*** SEITE ***

# Wobbler fischen am Bach



## Forellenhunter35 (20. März 2011)

Hallo Leute !

Ich war gestern mal wieder an meinem Hausgewässer angeln .
War schön , nur wenn die Forellen gebissen haben dann nur auf meine Spinner und nicht auf die kleinen Wobbler |gr: . 
Mache ich irgendetwas falsch ?

Gruß , Forellenhunter35


----------



## MrCrabs (20. März 2011)

*AW: Wobbler fischen am Bach*

Na ein Spinner sendet halt andere Reizsignale an die Fische. Vielleicht hat die Forellen der Spinner einfach aggressiver gemacht als dein Wobbler. Vielleicht hat der Wobbler einfach einen zu ruhigen Lauf für den Tag gehabt. Letztendlich wissen das nur die Forellen. Aber ist doch egal, wenn du letztlich einen Köder gefunden hast, der dir Fische bringt!


----------



## Taxidermist (20. März 2011)

*AW: Wobbler fischen am Bach*

Du solltest bedenken, dass der Biss von standorttreuen Forellen (vor allem Bafos), nicht unbedingt der Nahrungsaufnahme dienen muss, sondern häufig auch Revierverhalten sein kann.

*** ERFASSTE DATEN ***

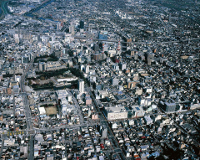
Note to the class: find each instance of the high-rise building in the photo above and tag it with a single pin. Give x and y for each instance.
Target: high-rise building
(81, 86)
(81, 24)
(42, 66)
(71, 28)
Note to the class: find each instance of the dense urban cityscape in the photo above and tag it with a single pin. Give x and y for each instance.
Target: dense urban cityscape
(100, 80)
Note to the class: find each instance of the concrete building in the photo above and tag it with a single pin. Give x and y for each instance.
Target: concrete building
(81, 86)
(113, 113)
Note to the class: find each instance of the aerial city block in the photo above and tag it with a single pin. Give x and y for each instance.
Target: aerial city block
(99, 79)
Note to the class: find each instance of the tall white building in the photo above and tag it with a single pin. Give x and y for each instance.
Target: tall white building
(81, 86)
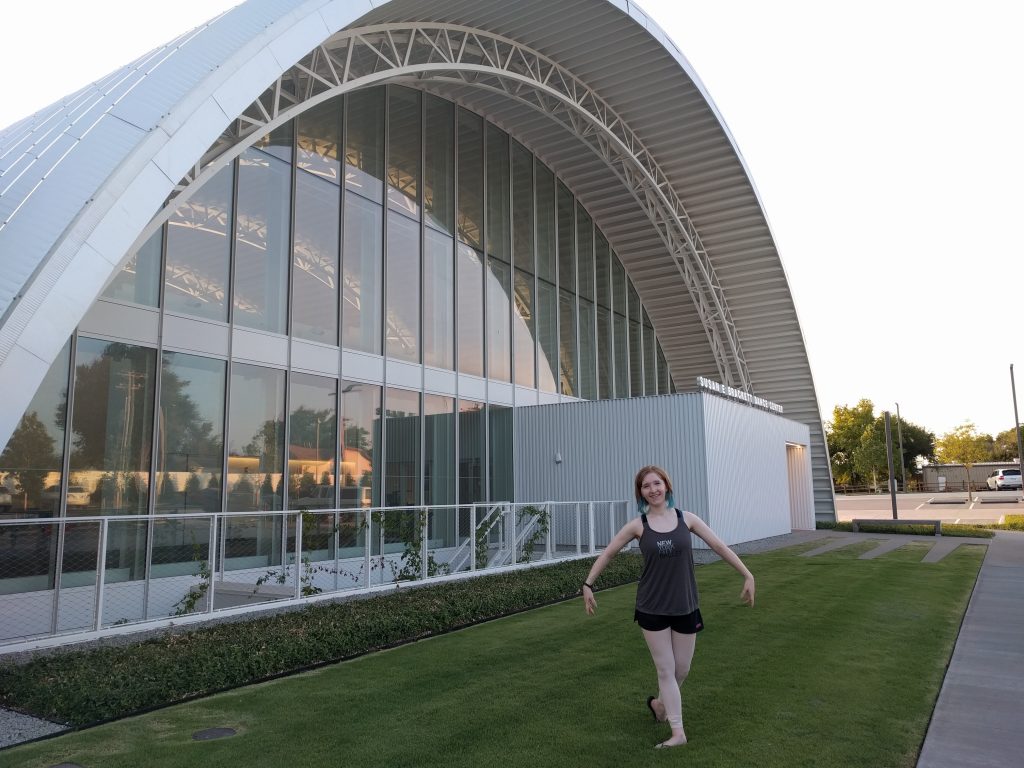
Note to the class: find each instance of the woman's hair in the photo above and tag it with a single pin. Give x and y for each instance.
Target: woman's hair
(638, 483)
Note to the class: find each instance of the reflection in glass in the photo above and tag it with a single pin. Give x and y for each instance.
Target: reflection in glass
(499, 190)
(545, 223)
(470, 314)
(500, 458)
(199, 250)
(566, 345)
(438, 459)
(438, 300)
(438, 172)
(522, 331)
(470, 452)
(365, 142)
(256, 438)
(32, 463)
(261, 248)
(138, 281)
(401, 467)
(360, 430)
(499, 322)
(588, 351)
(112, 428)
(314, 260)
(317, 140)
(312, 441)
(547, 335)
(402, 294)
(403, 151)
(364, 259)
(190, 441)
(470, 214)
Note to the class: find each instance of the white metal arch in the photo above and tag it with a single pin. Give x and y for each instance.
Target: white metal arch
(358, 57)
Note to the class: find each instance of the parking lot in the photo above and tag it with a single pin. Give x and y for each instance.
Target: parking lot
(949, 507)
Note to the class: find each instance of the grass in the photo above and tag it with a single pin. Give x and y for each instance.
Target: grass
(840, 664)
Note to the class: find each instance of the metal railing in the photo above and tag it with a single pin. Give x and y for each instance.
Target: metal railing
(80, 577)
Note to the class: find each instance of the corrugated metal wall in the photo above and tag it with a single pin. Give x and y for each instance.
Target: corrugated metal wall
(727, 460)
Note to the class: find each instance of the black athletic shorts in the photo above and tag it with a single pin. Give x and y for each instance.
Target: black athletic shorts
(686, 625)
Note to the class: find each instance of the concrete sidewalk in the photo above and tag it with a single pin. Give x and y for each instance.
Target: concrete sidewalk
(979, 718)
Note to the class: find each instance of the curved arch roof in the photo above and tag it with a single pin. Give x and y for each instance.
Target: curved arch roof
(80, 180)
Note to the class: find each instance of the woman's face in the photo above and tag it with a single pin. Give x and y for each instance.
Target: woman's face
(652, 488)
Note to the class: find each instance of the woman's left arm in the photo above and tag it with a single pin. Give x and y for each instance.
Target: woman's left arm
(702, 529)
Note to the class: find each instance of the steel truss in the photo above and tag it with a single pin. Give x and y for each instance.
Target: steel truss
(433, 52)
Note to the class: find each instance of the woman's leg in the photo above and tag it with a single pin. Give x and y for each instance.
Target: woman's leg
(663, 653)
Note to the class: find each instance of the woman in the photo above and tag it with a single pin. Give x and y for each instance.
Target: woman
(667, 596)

***

» **WAS ZU TUN IST**:
[A] Fasse bitte den Absatz der Seite, der mit „Na ein Spinner sendet“ beginnt, als Stichpunktliste zusammen, ohne seine wesentlichen Aussagen wegzulassen.
[B] Nenne alle Benutzernamen, unter denen auf der Seite Beiträge veröffentlicht wurden.
Die Datensätze haben mit der Seite nichts zu tun.

» **ERGEBNISSE**:
[A]
- Ein Spinner sendet andere Reizsignale an die Fische als ein Wobbler.
- Vielleicht hat der Spinner die Forellen aggressiver gemacht als der Wobbler.
- Vielleicht hatte der Wobbler an dem Tag einen zu ruhigen Lauf.
- Genau wissen das nur die Forellen.
- Wichtig ist, dass ein Köder gefunden wurde, der Fische bringt.

[B]
- Forellenhunter35
- MrCrabs
- Taxidermist